§ Extract to read
Frederick W. Pelton (March 24, 1827 - March 15, 1902) was mayor of Cleveland, Ohio from 1871 to 1872. He was a Republican, and served in the Union Army during the American Civil War.

==Life and career==
Pelton was born in Chester, Connecticut. His father moved the family to Brooklyn, Cuyahoga County, Ohio in 1825, where Frederick grew up. He married Susan Dennison, who grew up on the adjoining farm, on August 23, 1848.

At age 16, Pelton completed his education, and entered the office of Wheeler, Chamberlain & Company in Akron, where he remained for five years, before moving to Cleveland. In 1858 he entered the ship chandler business. During the American Civil War, he was a captain of the 8th Ohio Independent Battery.

§ Data for review
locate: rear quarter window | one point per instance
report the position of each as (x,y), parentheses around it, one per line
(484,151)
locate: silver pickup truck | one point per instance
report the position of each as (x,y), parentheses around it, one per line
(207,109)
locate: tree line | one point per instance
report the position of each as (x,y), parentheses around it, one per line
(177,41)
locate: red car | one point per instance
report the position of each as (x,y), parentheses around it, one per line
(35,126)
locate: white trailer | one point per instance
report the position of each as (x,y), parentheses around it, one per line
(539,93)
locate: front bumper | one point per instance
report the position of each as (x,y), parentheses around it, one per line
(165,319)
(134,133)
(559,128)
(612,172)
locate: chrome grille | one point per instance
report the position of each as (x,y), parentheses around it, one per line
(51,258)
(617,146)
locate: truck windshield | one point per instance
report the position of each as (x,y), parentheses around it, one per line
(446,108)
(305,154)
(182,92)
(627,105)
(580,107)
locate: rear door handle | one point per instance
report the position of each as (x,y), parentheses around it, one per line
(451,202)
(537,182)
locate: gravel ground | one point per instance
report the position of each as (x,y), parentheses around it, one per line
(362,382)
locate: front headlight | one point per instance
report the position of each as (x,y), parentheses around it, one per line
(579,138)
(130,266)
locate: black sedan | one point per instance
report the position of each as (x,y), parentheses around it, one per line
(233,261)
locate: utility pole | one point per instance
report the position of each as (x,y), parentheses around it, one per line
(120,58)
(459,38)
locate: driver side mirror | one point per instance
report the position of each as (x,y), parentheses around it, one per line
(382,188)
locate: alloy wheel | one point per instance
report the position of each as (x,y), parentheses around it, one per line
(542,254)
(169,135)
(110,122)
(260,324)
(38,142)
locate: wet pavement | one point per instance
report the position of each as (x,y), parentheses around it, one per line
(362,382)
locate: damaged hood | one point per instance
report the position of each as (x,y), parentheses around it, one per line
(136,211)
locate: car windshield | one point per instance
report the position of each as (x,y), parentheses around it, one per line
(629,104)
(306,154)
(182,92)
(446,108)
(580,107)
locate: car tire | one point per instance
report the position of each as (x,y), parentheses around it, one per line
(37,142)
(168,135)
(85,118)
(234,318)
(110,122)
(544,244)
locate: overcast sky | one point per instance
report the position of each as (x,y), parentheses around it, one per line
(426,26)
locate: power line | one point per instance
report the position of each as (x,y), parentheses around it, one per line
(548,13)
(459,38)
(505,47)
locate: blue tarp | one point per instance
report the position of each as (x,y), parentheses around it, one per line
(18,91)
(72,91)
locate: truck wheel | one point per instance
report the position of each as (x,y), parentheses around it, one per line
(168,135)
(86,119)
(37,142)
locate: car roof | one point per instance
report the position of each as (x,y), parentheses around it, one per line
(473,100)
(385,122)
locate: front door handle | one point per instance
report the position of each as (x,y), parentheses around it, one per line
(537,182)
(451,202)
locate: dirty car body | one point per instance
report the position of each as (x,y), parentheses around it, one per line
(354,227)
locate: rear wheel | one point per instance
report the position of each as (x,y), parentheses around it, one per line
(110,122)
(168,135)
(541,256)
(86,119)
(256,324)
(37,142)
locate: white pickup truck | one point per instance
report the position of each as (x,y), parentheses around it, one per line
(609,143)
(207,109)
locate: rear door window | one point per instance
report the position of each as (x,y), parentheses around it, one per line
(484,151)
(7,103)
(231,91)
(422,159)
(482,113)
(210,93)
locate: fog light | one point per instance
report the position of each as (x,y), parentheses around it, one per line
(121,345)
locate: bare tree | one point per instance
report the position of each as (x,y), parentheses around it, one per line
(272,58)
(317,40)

§ Exercise instructions
[A] Answer these questions from the passage on Frederick W. Pelton:
(i) During which years was he mayor of Cleveland?
(ii) Whom did he marry?
(iii) What business did he enter in 1858?
[B] Reproduce the stretch of the Pelton passage from "Frederick W. Pelton" through "American Civil War.".
[C] Translate this sentence from the Pelton passage into Spanish: "During the American Civil War, he was a captain of the 8th Ohio Independent Battery."

§ Responses in order
[A]
(i) From 1871 to 1872.
(ii) Susan Dennison.
(iii) The ship chandler business.

[B]
Frederick W. Pelton (March 24, 1827 - March 15, 1902) was mayor of Cleveland, Ohio from 1871 to 1872. He was a Republican, and served in the Union Army during the American Civil War.

[C] Durante la Guerra de Secesión estadounidense, fue capitán de la 8.ª Batería Independiente de Ohio.